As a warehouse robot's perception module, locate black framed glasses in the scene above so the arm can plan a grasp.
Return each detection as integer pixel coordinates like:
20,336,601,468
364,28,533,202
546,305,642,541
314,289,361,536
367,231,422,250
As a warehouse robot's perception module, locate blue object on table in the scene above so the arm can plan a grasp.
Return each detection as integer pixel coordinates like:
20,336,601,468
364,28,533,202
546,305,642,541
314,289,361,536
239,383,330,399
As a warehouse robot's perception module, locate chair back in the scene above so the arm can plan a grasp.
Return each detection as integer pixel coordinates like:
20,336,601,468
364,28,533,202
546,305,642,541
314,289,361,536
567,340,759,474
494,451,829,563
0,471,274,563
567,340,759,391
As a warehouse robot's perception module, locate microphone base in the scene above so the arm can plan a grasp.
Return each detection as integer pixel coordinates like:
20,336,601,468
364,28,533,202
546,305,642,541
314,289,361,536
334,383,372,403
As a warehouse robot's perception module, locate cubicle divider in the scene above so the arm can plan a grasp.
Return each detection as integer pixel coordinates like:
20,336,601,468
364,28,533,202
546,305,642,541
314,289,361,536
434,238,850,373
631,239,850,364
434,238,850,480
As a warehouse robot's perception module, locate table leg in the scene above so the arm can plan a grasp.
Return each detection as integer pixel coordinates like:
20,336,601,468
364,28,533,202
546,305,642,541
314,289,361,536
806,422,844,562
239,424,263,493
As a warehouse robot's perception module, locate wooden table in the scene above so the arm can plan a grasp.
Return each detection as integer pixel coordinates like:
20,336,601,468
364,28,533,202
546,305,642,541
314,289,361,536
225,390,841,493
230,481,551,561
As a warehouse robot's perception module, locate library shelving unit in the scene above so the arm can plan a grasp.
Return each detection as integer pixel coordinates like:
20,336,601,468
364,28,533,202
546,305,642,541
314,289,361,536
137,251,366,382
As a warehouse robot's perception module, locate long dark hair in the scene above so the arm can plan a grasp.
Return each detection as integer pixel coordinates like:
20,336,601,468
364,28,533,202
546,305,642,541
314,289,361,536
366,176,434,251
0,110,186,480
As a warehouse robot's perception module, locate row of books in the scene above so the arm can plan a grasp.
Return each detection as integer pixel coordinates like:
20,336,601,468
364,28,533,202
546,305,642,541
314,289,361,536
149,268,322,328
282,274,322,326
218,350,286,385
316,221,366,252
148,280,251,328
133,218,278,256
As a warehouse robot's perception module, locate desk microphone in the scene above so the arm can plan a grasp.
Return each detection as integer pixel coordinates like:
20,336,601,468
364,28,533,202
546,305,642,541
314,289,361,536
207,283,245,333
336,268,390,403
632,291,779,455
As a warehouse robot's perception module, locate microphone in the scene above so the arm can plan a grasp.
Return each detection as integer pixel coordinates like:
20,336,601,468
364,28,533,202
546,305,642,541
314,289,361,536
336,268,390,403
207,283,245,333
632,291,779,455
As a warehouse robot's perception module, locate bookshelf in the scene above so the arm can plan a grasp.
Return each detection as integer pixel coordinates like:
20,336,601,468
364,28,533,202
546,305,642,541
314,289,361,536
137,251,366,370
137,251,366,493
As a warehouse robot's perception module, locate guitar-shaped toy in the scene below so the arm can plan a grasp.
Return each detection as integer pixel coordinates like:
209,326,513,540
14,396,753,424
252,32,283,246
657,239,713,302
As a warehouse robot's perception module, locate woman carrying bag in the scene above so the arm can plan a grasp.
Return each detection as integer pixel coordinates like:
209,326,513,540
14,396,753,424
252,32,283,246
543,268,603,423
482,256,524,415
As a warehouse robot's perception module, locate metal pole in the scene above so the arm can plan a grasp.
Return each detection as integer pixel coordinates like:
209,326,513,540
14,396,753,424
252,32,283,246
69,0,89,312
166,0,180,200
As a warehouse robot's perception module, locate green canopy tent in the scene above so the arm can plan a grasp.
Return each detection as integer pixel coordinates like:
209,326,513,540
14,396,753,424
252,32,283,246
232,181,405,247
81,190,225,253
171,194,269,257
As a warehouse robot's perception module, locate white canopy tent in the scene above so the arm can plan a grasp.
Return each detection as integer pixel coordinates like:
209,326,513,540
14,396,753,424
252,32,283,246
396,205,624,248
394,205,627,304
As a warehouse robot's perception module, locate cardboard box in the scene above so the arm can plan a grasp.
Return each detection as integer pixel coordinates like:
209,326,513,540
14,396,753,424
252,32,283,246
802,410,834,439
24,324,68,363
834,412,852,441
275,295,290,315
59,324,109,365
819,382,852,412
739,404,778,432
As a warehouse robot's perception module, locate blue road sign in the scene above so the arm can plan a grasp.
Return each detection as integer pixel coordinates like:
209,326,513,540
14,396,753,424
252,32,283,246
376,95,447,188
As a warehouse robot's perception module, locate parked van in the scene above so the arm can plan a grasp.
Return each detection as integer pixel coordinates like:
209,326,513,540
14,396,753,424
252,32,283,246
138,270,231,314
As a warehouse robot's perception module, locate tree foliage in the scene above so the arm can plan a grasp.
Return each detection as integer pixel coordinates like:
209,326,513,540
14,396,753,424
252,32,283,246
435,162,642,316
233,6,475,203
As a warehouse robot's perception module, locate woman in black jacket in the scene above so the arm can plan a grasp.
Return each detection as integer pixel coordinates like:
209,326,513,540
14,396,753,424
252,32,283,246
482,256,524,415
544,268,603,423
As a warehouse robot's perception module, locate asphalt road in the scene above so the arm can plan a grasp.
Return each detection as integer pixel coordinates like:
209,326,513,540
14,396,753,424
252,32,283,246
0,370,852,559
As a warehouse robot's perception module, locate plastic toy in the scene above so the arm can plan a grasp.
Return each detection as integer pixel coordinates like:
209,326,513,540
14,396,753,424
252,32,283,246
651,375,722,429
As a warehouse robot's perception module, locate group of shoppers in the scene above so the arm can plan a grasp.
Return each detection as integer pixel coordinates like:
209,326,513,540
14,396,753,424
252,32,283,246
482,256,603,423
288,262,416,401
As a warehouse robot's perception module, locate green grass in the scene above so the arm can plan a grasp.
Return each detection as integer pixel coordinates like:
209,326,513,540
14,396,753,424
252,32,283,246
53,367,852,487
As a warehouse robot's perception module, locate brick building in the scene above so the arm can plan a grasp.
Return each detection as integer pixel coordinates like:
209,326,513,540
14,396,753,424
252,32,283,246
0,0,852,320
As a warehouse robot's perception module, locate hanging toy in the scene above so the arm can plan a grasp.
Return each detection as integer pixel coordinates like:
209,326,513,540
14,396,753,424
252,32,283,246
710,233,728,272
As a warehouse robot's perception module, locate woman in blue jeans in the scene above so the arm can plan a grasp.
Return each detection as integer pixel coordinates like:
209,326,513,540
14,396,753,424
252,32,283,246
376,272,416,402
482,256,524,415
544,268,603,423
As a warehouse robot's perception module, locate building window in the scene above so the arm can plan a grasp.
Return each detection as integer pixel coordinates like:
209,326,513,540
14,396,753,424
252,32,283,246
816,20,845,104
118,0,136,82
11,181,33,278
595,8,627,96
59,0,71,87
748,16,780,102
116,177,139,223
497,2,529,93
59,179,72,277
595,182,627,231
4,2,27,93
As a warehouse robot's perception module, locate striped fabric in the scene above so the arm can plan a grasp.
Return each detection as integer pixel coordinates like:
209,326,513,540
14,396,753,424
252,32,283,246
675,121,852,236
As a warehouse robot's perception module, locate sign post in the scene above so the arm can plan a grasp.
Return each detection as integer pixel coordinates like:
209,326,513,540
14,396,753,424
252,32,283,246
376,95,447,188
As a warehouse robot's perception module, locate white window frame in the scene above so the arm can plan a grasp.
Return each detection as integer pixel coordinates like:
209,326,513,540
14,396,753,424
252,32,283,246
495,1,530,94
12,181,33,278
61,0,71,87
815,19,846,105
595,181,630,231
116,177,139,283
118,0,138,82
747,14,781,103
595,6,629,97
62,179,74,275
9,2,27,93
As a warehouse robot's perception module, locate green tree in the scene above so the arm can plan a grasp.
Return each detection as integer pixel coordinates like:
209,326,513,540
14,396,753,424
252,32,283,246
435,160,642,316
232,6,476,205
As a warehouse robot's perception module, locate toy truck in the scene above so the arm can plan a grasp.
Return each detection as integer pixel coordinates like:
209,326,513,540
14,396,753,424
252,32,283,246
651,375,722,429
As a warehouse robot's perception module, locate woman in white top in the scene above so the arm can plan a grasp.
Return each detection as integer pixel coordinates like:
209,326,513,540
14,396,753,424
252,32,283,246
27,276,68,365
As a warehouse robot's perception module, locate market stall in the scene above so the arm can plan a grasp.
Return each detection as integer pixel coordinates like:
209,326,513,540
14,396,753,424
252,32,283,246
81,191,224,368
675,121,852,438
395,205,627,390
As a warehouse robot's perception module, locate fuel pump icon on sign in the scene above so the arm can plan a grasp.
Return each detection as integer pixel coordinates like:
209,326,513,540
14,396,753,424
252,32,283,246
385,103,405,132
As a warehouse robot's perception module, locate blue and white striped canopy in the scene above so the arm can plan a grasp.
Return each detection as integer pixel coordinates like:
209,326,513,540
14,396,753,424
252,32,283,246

..............................

**REQUIRED WORK**
Copy out everything from the line containing "As a warehouse robot's perception module, locate white canopy" down to the line containing "0,370,852,559", shifting each detection coordinate up by 139 and leaving every other number unchanged.

**RESULT**
As a warehouse robot's perception module, locate white canopy tent in the scene above so the arm can plan a grasp.
Return each detection as integer pixel coordinates like:
209,326,513,540
14,396,753,424
252,32,283,246
535,344,763,387
533,344,766,443
As a warehouse robot's perception module, locate cardboard box in the scene above so the arm can plan a grasp.
Return each detection as integer pixel coordinates like:
209,326,513,540
14,396,753,424
252,32,283,246
941,549,973,578
163,463,207,502
973,551,991,580
414,434,429,454
198,463,248,504
958,521,991,551
878,543,917,571
As a warehouse robot's perception module, locate blue road sign in the scene above so the arm can plan a grasp.
Return each detection as integer pixel coordinates like:
209,326,513,540
14,396,753,424
252,32,283,246
515,234,586,327
As a warehouse robot's perception module, locate parked van in the scene above so the arm can plan a grasp.
Return each detection as integer pixel coordinates like:
209,326,513,540
14,396,753,424
252,32,283,246
277,409,370,453
As a warehouse robot's perception module, locate tree foliage in the scene above so the arm can plan a grasp.
Return each detection as integer pixel coordinates like:
209,326,513,540
14,396,753,424
252,32,283,246
574,301,781,455
372,145,614,342
As a warehouse robot's perception module, locate woman in black jacket in the scene above so the arm can plan a grasp.
Return each detection as integer pixel coordinates like:
209,326,513,540
14,396,753,424
252,32,283,246
621,395,663,554
683,407,742,562
As a warehouse robot's perception module, locate asphalt road in the scene above so the arm can plan a grasp.
Return each detection as integer pixel coordinates like:
209,326,513,540
14,396,753,424
252,32,283,246
139,509,991,698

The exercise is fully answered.